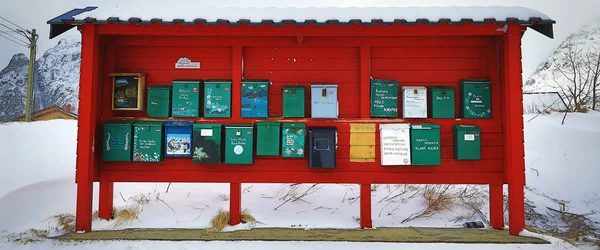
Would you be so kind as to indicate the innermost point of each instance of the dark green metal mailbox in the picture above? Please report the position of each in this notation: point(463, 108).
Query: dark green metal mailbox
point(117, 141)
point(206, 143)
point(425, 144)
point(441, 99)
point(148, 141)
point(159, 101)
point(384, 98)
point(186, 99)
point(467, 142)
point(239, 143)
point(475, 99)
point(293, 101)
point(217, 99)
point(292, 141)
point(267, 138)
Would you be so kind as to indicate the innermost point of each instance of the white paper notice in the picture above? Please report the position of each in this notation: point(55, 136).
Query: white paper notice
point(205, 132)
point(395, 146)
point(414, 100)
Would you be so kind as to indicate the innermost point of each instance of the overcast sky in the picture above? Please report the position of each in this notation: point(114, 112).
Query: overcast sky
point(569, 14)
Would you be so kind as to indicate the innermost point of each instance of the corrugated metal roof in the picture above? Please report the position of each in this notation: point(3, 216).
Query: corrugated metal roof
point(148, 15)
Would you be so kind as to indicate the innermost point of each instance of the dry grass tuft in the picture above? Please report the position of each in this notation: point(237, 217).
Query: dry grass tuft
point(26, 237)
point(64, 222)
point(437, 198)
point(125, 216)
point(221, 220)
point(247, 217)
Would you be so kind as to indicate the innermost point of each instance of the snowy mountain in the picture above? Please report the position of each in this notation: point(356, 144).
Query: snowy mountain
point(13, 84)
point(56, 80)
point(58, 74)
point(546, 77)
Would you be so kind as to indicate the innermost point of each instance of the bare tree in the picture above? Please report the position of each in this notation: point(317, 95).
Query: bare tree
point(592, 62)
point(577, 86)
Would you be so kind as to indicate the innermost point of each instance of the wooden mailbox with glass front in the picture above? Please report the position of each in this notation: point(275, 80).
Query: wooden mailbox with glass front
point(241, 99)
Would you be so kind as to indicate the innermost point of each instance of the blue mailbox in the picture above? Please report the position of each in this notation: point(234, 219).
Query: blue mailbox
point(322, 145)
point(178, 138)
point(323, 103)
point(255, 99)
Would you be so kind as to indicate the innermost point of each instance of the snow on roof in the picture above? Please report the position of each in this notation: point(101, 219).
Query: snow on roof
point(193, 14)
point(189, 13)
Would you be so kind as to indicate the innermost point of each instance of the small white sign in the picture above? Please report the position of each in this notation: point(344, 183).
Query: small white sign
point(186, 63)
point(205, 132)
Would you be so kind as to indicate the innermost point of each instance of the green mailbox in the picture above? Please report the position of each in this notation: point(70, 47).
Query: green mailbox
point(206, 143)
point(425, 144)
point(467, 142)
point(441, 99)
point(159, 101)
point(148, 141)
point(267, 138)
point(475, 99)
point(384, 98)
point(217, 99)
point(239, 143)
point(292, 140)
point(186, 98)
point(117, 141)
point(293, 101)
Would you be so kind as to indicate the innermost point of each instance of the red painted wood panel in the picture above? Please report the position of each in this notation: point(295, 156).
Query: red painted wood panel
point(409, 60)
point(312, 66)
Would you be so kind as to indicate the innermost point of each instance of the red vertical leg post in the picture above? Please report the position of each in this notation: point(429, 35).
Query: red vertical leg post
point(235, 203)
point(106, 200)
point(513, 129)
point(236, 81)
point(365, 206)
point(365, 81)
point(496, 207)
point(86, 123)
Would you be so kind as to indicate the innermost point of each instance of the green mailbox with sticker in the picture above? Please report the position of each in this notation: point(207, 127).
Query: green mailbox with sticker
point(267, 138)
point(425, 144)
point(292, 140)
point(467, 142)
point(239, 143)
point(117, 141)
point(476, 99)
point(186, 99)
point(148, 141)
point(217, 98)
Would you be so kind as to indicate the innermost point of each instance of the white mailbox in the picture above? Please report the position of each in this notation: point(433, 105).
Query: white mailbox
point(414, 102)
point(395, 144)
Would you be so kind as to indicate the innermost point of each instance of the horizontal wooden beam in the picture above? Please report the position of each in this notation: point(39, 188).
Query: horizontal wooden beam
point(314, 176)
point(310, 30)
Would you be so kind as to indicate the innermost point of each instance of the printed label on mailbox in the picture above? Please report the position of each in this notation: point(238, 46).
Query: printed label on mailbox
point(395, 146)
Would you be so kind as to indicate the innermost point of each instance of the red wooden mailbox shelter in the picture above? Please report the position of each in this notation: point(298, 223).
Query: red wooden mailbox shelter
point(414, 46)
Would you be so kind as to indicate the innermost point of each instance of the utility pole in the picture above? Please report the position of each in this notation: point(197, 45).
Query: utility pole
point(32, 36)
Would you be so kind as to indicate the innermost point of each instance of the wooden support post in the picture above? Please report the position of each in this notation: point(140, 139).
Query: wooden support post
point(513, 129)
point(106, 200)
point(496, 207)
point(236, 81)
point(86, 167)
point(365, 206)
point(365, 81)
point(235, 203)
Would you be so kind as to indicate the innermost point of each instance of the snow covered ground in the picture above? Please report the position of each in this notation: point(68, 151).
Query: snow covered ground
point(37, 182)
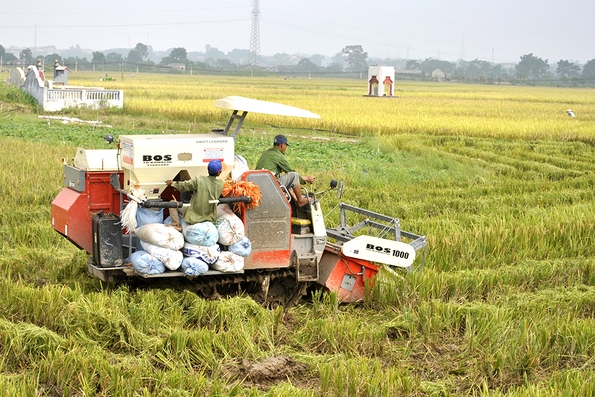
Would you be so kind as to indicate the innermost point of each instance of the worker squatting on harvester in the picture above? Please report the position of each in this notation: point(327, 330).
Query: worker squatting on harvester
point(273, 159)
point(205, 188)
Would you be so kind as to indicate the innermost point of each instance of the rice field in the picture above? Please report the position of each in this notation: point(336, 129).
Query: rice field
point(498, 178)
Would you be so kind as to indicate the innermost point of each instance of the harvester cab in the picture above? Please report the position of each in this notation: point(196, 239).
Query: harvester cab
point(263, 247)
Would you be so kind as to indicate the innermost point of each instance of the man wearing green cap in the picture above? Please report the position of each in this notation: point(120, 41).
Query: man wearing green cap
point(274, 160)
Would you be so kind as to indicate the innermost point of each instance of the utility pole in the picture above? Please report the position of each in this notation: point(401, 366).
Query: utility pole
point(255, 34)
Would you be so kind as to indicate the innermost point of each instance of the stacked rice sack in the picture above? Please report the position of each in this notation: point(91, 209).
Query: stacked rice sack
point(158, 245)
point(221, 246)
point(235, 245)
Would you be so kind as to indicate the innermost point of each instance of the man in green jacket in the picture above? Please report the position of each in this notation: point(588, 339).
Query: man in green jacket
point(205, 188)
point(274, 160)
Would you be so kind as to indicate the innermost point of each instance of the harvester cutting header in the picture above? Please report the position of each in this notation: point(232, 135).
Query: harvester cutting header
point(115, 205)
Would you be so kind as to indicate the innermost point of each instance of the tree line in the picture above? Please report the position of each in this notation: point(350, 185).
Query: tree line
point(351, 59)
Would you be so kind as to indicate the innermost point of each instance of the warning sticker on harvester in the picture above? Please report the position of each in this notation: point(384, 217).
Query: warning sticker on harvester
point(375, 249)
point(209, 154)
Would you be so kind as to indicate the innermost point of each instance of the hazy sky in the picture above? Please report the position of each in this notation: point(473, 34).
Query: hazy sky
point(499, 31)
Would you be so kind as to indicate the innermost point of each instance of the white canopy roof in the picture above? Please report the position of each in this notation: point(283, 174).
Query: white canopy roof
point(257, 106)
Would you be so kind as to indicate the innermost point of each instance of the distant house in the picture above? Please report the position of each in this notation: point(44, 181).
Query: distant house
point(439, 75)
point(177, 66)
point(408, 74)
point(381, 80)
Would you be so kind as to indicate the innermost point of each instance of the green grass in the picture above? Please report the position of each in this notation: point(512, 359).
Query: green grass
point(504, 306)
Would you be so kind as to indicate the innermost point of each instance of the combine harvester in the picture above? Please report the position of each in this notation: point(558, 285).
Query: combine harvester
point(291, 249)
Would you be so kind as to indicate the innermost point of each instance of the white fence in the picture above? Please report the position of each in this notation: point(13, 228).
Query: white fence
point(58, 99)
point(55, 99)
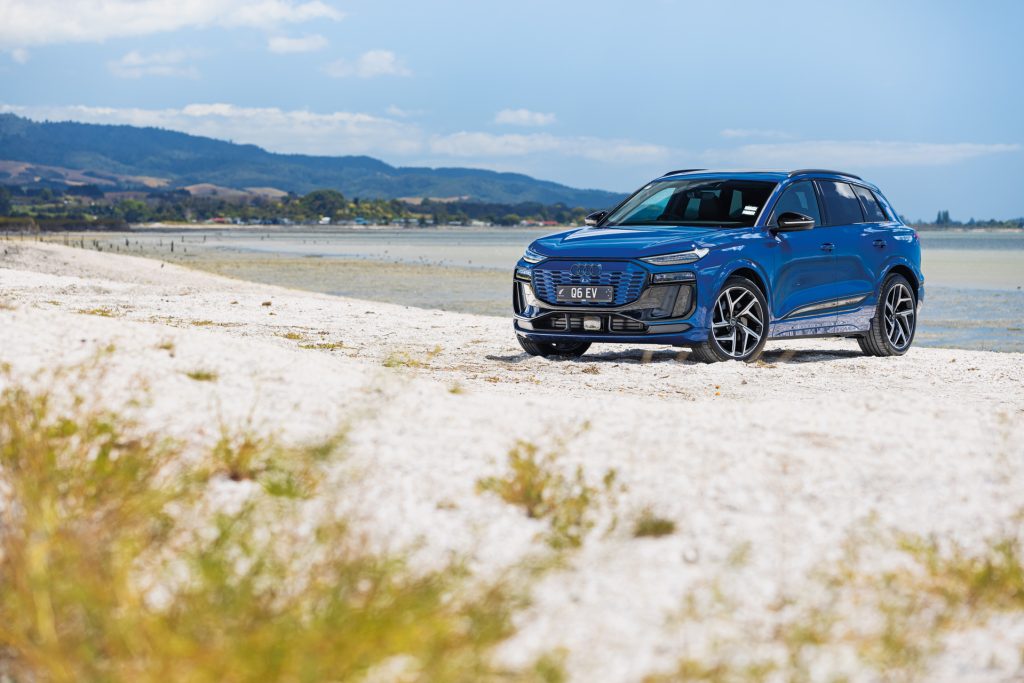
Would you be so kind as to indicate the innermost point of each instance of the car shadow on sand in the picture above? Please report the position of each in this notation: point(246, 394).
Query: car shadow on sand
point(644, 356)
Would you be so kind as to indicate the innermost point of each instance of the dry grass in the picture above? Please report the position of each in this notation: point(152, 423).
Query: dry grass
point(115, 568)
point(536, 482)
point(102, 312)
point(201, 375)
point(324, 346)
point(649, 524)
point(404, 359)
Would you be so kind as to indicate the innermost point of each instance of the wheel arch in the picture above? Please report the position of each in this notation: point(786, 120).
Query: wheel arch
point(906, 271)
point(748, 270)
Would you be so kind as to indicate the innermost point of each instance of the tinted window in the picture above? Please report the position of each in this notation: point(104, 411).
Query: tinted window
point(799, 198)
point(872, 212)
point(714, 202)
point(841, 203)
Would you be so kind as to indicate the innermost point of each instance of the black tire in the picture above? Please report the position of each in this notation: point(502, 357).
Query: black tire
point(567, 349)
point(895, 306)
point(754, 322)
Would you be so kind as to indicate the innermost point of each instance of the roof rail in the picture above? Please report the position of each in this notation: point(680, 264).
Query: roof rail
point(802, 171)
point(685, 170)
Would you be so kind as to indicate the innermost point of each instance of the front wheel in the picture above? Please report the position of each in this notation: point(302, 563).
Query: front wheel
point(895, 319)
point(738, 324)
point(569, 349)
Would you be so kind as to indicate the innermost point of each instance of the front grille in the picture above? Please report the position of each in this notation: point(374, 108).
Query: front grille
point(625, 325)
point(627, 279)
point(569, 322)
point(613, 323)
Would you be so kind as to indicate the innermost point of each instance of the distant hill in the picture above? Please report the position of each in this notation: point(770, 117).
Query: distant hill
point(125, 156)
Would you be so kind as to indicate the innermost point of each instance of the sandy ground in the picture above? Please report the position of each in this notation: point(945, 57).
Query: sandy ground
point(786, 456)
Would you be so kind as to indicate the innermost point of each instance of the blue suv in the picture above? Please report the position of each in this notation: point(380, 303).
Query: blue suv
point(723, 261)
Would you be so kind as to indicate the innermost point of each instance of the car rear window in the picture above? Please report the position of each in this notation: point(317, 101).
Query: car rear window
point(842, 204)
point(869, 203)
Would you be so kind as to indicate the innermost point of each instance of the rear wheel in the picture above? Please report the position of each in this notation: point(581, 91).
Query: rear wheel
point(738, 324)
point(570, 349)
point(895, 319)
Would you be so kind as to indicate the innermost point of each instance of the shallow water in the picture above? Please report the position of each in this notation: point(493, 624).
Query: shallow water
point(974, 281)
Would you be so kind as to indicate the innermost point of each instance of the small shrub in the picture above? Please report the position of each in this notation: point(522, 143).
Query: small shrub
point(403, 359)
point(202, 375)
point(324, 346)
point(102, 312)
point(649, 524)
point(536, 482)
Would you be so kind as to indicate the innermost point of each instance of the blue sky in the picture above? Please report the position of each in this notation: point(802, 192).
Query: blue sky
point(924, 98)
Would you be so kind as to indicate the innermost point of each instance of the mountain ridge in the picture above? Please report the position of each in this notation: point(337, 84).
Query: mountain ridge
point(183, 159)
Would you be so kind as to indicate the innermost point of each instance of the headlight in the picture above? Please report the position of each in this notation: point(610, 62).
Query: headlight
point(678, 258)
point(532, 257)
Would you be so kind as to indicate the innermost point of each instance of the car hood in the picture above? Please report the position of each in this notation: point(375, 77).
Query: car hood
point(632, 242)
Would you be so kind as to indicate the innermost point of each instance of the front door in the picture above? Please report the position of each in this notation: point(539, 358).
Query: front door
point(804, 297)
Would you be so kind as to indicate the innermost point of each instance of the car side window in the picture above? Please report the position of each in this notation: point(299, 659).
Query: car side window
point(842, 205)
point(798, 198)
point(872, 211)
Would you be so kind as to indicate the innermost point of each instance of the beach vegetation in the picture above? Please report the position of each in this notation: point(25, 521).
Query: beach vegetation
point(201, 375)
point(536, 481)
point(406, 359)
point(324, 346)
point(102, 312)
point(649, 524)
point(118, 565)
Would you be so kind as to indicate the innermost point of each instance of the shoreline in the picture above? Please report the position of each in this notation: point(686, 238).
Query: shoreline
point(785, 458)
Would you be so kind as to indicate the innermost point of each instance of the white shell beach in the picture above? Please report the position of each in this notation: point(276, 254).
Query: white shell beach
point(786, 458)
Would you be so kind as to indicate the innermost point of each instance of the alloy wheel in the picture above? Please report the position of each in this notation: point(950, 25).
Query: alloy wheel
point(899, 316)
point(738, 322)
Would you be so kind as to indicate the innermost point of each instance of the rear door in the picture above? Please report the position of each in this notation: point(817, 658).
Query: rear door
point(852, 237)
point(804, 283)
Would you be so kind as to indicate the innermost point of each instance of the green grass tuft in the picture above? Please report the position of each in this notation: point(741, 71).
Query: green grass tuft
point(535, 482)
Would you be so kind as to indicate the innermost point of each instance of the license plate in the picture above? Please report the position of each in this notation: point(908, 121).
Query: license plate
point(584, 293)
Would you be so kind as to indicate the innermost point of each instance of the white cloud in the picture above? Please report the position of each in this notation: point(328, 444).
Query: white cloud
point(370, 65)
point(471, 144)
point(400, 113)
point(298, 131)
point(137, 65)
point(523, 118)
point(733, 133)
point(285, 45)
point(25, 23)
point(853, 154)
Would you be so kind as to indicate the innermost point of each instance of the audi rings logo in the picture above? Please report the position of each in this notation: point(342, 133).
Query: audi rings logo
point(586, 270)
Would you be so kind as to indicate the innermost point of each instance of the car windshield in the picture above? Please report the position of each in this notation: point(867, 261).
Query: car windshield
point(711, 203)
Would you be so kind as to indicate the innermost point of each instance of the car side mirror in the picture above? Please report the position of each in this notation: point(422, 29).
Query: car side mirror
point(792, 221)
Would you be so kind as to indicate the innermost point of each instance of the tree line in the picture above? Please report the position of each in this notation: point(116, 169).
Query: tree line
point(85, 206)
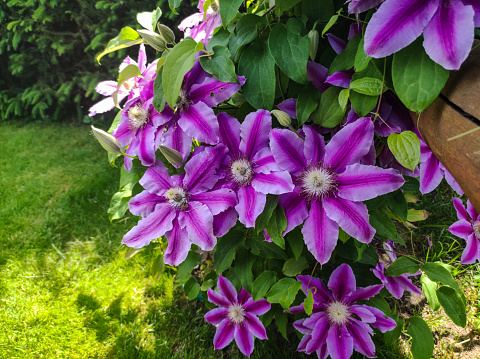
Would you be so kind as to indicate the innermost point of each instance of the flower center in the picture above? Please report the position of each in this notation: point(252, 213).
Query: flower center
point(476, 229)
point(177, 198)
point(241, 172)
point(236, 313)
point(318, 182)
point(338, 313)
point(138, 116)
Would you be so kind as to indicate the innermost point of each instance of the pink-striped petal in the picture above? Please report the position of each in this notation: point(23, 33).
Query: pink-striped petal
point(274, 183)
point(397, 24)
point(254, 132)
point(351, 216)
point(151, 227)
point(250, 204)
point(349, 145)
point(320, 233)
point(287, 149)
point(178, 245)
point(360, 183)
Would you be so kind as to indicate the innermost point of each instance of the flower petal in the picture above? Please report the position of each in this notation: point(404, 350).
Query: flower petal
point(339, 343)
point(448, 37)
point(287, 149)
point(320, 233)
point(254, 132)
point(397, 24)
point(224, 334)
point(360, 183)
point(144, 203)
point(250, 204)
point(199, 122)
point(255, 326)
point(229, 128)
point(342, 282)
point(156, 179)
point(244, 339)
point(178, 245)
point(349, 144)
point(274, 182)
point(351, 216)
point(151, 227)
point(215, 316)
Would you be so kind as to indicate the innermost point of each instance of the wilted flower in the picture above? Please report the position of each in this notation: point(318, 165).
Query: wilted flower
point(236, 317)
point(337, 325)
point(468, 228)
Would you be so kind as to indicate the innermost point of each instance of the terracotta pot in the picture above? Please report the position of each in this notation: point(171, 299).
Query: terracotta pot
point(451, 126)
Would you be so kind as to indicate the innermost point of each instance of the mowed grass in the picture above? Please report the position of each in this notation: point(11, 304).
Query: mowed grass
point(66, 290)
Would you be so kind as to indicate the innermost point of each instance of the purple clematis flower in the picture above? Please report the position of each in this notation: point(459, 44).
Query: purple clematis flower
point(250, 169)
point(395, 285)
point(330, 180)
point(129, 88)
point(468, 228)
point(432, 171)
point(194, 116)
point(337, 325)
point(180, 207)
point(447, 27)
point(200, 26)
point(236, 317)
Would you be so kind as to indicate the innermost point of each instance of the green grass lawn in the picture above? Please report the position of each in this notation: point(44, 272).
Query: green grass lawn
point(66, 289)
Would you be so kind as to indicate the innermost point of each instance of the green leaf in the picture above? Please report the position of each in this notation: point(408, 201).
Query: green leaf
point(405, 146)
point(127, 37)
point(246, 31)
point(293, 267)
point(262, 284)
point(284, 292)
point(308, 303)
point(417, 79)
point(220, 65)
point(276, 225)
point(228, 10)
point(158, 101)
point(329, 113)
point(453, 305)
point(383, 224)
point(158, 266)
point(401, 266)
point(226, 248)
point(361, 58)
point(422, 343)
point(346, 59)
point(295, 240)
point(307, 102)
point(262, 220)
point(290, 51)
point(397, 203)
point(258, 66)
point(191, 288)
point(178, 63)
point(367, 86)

□ □ □

Przepisz dosłownie wiersze z powyższych danych. Zacznij od wiersza zawierającego „notation: point(401, 366).”, a skończ na wierszu zawierającym „point(255, 34)”, włączając oba.

◆ W odpowiedzi:
Would you be so kind as to indicate the innermost point of each instance of the utility pole in the picture above? Please report the position of each in this notation: point(401, 366).
Query: utility pole
point(255, 34)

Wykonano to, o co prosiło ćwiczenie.